COMPLETE THE FOLLOWING:
1 > In the news excerpt about the canceled benefit, reproduce verbatim the passage from "Last week, Smith" to "over the weekend.".
2 > Translate this sentence from the news excerpt about the canceled benefit into Spanish: "At least some of the people who were planning to attend this Sunday's event got a little more than a week's notice of the cancellation."

PASSAGE FOR REVIEW:
[Start of Attachment]

Yesterday, Smith said he hoped to have a site soon to give people time to plan. He said he hoped a Washington site would have a greater seating capacity. The Allen Room at the Lincoln Center has a maximum capacity of 540, a spokeswoman there said.
Last week, Smith told reporters he expected 350 to 400 people at Vereen's benefit performance and that tickets were being sold for $250 and $500. Vereen is doing the same performance--a tribute to Sammy Davis Jr.--at the Kennedy Center this Thursday through Saturday, with tickets ranging from $20 to $80.
At least some of the people who were planning to attend this Sunday's event got a little more than a week's notice of the cancellation.
Fredericksburg Councilman Hashmel Turner Jr. said he learned of the change last week, in time to adjust his schedule. City Councilwoman Debby Girvan, who also planned to attend, said she got a message over the weekend.
Mayor Tom Tomzak said he had not planned to attend because he was scheduled to be on call at his medical practice. If the gala is held in Washington in June, he said he would like to attend.

[End of Attachment]

[Pointing data for referring expressions]
[Start of Attachment]

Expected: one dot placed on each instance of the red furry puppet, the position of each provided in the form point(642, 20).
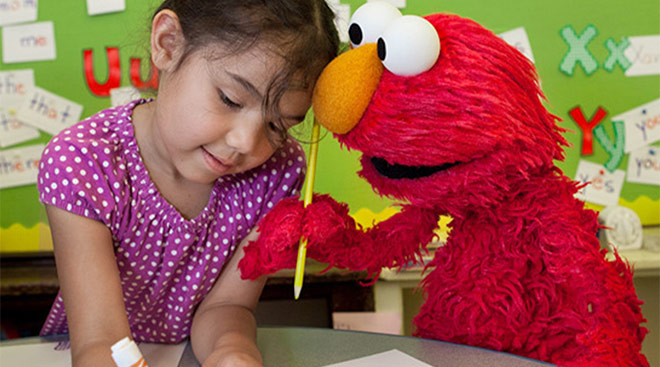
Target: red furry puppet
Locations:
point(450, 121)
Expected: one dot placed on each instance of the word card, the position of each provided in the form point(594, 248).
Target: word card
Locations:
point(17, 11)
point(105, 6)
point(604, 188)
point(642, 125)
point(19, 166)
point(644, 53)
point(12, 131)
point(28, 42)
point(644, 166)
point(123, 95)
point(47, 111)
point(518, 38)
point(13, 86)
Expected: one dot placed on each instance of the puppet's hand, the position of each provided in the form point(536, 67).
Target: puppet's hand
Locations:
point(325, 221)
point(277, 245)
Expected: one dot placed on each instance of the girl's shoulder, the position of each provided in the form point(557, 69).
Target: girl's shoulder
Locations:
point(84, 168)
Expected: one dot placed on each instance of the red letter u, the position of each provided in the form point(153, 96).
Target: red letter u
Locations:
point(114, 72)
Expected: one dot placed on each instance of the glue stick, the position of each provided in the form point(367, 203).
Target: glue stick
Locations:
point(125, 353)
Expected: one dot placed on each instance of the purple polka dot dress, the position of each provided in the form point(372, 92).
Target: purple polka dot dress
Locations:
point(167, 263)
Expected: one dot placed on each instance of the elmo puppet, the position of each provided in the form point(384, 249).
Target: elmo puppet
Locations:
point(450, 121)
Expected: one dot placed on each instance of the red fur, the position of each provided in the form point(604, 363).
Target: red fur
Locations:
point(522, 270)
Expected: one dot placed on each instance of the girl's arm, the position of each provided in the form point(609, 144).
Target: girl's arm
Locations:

[End of Attachment]

SOLUTIONS BY TASK:
1 >
Last week, Smith told reporters he expected 350 to 400 people at Vereen's benefit performance and that tickets were being sold for $250 and $500. Vereen is doing the same performance--a tribute to Sammy Davis Jr.--at the Kennedy Center this Thursday through Saturday, with tickets ranging from $20 to $80.
At least some of the people who were planning to attend this Sunday's event got a little more than a week's notice of the cancellation.
Fredericksburg Councilman Hashmel Turner Jr. said he learned of the change last week, in time to adjust his schedule. City Councilwoman Debby Girvan, who also planned to attend, said she got a message over the weekend.

2 > Al menos algunas de las personas que planeaban asistir al evento de este domingo recibieron el aviso de la cancelación con algo más de una semana de antelación.